== Exercise ==
Copy the passage of the Charles Brewer article starting at "Awards and highlights" and ending at "and 1982 season.", substituting "Horns" for each "Longhorns".

== Article ==

▶

Charles Brewer

No. 21
- Positions: QB, DB, KR, PR
- Class: 1956

Personal information
- Listed height: 5 ft 11 in (1.80 m)
- Listed weight: 170 lb (77 kg)

Career information
- High school: Lubbock (TX)
- College: Texas (1953–1955)

Awards and highlights
- Outstanding High School Football Player in Texas (1951); Texas High School Hall of Fame inductee (1998); 1953 Southwest Conference Co-Champion;

= Charles Brewer (American football) =

American football player

Charles Brewer is an American former football player. He was the starting quarterback of the Texas Longhorns from 1953–1954. He is the father half of the only father-son combination to be starting quarterbacks at Texas. His son Robert, was the starting quarterback for the Longhorns during the 1981 and 1982 season.

==Early life==
A native of Lubbock, Brewer prepped at Lubbock High School where he won All-District, All-State and All-American honors. He quarterbacked the Lubbock Westerners to a 13–0 season and the 4A state championship in 1951. He also returned punts and kickoffs rattling off a 70-yard punt return and a 98-yard kickoff return during the 1951 season. In 1951, he was named the Outstanding High School Football Player in Texas and then played in numerous all-star games including the Oil Bowl, the Greenbelt Bowl and the Texas High School Coaches Association All-Star Game. Before the state championship campaign, he led his team to successive district championships and playoff berths in 1949 and 1950.

Both of Brewer's older brothers, Bob and George, played college football as well. Bob was a quarterback at Texas Tech and George was a running back at Oklahoma, where he played with Darrell Royal. Bob left Tech after his freshman year to fight in World War II. His plane was shot down and he was captured by Nazi sympathizers and disappeared. His body was found buried in the Swiss Alps in 1948 and then returned to the United States.

◀

== Data lines ==
▶

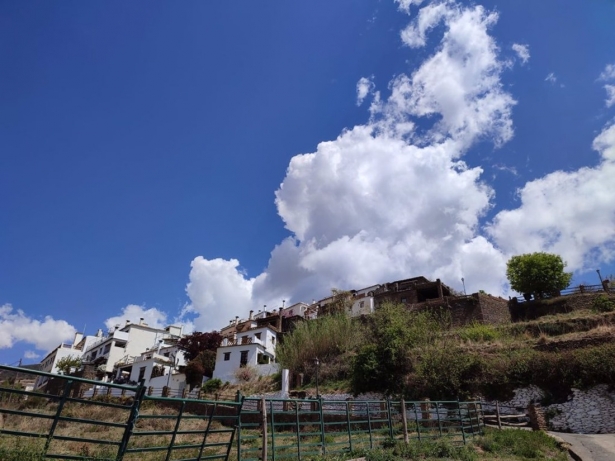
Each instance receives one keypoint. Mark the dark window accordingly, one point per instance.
(142, 373)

◀

== Answer to this task ==
Awards and highlights
- Outstanding High School Football Player in Texas (1951); Texas High School Hall of Fame inductee (1998); 1953 Southwest Conference Co-Champion;

= Charles Brewer (American football) =

American football player

Charles Brewer is an American former football player. He was the starting quarterback of the Texas Horns from 1953–1954. He is the father half of the only father-son combination to be starting quarterbacks at Texas. His son Robert, was the starting quarterback for the Horns during the 1981 and 1982 season.